# THE INPUT
%%
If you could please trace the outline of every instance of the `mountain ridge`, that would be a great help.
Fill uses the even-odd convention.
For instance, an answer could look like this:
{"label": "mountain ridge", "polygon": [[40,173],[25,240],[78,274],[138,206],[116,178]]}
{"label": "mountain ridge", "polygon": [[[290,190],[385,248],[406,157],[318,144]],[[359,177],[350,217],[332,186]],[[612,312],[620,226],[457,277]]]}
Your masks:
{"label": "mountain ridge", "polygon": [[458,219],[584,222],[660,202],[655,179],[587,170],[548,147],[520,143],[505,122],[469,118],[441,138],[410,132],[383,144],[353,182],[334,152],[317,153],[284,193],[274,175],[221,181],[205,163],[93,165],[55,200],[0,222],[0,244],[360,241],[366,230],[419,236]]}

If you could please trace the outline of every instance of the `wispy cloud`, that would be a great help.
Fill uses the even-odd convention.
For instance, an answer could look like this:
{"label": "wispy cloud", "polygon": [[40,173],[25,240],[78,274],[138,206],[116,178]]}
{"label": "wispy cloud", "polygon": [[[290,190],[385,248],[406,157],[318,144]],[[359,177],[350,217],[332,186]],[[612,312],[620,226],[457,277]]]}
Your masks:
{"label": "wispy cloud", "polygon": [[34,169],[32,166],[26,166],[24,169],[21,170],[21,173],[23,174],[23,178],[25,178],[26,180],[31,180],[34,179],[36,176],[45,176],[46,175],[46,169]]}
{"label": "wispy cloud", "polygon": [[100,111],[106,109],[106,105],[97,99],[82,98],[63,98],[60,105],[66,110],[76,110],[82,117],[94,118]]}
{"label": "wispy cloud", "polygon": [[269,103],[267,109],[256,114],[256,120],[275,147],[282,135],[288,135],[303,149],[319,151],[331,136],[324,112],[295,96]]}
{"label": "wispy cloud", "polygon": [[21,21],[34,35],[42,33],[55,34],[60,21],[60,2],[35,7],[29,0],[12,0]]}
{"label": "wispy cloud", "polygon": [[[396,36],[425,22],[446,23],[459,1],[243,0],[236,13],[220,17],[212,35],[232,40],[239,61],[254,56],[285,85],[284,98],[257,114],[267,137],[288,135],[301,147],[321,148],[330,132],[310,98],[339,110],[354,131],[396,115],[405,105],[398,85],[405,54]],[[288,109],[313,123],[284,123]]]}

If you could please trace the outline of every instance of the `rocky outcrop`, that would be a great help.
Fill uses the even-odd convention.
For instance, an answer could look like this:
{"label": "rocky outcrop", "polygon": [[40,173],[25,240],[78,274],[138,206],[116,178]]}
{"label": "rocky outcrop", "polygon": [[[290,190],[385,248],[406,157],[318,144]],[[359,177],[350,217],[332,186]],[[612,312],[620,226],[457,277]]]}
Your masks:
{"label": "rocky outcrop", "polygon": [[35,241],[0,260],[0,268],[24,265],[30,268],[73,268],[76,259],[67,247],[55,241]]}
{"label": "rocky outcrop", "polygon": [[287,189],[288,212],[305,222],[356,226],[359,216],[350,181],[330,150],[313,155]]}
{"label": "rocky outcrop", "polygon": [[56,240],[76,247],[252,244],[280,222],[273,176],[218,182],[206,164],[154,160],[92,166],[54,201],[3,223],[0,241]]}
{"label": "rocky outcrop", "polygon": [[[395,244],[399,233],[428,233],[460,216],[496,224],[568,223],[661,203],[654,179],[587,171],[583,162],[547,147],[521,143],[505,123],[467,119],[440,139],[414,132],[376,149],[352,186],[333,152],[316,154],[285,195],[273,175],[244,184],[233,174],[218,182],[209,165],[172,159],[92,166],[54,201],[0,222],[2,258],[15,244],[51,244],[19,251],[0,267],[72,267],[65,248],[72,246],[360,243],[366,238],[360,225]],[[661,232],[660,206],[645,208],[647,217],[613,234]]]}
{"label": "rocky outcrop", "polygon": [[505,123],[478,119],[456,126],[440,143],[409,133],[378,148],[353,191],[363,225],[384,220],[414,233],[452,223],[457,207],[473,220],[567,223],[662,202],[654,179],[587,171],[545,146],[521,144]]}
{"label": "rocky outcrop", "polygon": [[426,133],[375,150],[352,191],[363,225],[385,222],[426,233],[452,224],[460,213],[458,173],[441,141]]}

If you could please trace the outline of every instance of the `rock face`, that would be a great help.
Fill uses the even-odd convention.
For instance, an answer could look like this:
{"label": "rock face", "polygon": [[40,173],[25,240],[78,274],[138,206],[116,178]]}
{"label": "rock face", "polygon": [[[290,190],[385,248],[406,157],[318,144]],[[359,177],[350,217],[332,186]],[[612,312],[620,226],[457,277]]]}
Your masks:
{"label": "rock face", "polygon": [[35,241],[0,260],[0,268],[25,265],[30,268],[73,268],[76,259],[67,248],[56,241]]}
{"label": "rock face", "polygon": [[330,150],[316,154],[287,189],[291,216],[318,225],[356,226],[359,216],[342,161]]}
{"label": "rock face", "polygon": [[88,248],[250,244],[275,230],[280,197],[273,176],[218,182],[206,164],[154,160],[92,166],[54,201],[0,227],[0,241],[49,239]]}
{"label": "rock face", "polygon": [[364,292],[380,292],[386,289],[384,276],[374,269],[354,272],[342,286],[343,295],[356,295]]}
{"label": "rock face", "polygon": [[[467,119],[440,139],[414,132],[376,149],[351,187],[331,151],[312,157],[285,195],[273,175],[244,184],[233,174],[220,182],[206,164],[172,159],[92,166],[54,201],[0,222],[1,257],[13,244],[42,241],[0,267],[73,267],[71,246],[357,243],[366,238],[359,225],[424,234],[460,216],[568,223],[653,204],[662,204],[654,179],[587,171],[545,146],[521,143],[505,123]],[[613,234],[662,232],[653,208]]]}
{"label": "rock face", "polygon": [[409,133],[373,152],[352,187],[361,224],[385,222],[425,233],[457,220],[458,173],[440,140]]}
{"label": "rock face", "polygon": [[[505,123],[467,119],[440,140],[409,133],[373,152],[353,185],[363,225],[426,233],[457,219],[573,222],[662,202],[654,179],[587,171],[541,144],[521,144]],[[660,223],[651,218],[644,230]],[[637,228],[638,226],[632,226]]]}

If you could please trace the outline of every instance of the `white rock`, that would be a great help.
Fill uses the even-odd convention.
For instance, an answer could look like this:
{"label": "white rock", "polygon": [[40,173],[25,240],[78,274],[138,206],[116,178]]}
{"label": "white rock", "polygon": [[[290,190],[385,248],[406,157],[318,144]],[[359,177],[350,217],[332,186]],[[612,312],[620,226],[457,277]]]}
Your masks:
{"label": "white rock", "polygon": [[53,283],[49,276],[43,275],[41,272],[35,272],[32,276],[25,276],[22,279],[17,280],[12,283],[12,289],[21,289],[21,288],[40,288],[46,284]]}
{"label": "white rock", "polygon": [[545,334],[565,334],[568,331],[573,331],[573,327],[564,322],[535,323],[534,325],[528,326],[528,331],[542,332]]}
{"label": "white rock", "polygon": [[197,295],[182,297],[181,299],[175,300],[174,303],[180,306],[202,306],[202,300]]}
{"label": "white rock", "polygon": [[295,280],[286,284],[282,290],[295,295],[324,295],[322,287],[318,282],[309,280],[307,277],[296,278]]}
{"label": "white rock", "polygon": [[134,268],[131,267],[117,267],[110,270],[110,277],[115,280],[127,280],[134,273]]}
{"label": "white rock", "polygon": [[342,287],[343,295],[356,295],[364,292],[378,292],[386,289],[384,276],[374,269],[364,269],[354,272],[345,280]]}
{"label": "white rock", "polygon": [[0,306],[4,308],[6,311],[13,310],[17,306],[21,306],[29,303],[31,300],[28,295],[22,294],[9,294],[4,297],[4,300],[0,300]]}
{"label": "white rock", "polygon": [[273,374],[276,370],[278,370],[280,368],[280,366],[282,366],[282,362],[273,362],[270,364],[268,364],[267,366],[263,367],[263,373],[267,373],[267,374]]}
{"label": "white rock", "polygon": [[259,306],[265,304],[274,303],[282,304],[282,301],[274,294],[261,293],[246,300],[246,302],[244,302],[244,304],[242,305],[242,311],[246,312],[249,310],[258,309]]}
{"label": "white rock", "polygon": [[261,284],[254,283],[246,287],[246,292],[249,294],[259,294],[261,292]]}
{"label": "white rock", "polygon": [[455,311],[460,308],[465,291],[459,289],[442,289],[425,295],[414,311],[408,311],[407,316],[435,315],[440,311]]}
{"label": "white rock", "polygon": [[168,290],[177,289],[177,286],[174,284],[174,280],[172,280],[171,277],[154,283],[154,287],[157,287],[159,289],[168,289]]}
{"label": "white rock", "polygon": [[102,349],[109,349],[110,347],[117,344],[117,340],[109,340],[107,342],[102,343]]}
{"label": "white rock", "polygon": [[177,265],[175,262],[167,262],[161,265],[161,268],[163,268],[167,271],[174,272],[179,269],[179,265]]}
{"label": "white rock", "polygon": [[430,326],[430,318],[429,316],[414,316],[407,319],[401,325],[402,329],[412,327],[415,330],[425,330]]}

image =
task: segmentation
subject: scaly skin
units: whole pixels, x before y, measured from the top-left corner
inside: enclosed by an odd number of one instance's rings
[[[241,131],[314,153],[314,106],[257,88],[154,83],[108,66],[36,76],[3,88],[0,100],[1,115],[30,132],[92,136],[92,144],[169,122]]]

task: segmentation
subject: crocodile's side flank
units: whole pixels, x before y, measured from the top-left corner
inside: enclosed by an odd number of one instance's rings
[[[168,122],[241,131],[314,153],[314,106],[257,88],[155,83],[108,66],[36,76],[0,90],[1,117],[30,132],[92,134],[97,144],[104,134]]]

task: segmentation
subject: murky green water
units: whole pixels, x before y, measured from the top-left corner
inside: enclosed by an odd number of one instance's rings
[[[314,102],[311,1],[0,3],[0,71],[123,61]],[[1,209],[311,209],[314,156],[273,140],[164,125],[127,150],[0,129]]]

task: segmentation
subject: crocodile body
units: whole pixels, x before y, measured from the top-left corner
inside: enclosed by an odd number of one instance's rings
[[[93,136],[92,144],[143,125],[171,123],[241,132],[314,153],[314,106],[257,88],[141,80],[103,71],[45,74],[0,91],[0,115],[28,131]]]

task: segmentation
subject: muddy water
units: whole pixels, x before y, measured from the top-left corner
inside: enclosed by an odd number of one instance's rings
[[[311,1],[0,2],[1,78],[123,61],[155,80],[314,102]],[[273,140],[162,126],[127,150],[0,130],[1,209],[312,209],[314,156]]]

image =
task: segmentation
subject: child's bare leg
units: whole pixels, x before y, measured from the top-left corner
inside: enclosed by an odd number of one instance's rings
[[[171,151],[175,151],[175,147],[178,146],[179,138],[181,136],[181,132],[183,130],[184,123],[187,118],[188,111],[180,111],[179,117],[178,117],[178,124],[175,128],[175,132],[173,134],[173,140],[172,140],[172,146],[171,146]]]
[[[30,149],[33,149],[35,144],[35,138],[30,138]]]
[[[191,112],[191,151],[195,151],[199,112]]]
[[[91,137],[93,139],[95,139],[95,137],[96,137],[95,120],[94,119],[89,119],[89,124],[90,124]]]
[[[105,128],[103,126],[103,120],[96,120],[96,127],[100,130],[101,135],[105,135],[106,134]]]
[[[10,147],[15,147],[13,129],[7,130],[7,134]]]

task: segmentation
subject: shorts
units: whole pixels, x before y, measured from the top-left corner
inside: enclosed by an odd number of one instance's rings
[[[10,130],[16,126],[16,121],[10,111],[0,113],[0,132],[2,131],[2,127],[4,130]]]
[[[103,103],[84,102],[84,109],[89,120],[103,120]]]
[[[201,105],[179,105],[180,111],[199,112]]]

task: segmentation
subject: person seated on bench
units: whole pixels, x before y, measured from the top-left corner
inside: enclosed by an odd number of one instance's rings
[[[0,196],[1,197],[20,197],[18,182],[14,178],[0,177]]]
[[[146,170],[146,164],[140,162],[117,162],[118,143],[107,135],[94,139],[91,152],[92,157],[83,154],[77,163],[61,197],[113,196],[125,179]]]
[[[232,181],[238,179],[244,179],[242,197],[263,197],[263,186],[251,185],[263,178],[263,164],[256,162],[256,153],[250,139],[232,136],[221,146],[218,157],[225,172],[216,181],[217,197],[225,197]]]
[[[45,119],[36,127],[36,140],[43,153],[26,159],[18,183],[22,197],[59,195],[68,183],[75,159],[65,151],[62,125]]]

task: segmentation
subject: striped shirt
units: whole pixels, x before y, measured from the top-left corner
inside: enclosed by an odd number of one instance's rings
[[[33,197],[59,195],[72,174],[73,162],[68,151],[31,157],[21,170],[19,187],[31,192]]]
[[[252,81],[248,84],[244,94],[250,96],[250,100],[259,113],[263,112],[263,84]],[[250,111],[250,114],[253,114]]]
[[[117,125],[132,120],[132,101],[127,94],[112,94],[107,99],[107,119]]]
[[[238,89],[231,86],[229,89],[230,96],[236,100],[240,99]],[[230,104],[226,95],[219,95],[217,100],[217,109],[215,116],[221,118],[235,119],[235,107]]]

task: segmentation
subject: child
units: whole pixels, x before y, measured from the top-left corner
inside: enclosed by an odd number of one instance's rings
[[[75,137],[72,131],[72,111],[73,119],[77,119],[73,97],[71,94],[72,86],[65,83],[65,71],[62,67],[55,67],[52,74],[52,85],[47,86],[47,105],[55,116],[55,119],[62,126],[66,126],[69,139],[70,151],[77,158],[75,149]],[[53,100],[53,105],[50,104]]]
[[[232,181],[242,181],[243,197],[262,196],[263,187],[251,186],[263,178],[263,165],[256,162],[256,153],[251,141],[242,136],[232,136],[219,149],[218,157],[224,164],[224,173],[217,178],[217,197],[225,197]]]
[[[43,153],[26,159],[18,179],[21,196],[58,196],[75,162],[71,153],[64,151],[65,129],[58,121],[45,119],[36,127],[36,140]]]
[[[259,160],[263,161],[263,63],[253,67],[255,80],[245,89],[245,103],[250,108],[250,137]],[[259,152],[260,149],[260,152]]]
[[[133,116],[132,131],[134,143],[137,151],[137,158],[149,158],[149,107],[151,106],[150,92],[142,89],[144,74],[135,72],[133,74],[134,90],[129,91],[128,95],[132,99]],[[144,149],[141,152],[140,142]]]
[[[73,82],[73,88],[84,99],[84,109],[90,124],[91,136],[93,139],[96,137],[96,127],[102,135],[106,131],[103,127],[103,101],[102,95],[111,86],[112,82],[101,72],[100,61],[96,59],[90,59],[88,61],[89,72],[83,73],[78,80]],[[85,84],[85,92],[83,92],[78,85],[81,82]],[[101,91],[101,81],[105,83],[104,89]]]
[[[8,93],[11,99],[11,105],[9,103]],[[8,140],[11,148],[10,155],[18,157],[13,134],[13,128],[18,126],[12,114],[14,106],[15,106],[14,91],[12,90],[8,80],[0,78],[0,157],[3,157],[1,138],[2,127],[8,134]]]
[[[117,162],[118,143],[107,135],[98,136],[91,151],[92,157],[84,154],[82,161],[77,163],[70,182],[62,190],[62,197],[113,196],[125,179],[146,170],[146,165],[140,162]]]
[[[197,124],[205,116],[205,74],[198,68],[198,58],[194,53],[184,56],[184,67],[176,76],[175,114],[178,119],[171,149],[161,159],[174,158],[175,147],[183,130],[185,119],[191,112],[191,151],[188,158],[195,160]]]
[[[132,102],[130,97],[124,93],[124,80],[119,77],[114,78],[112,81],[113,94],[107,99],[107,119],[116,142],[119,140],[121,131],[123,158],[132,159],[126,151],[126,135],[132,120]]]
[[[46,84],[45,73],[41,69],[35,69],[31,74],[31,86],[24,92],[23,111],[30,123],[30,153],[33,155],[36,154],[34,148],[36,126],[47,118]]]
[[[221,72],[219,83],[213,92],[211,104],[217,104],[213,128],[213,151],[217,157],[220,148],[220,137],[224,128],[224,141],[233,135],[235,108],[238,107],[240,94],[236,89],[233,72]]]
%%
# WHAT IS NEEDED
Locate every line in the rows above that contains the string "mountain", and copy each such line in full.

# EXERCISE RESULT
If you could please trace the outline of every instance of the `mountain ridge`, that would be a great help.
{"label": "mountain ridge", "polygon": [[40,173],[25,240],[78,274],[138,206],[116,178]]}
{"label": "mountain ridge", "polygon": [[[290,190],[385,248],[406,157],[318,144]],[[359,177],[350,217],[332,186]],[[612,312],[620,226],[457,277]]]}
{"label": "mountain ridge", "polygon": [[458,219],[584,222],[660,202],[655,179],[587,170],[548,147],[520,143],[505,122],[469,118],[441,138],[410,132],[383,144],[353,182],[334,152],[317,153],[284,193],[274,175],[221,181],[205,163],[93,165],[55,200],[0,222],[0,244],[360,241],[366,230],[419,236]]}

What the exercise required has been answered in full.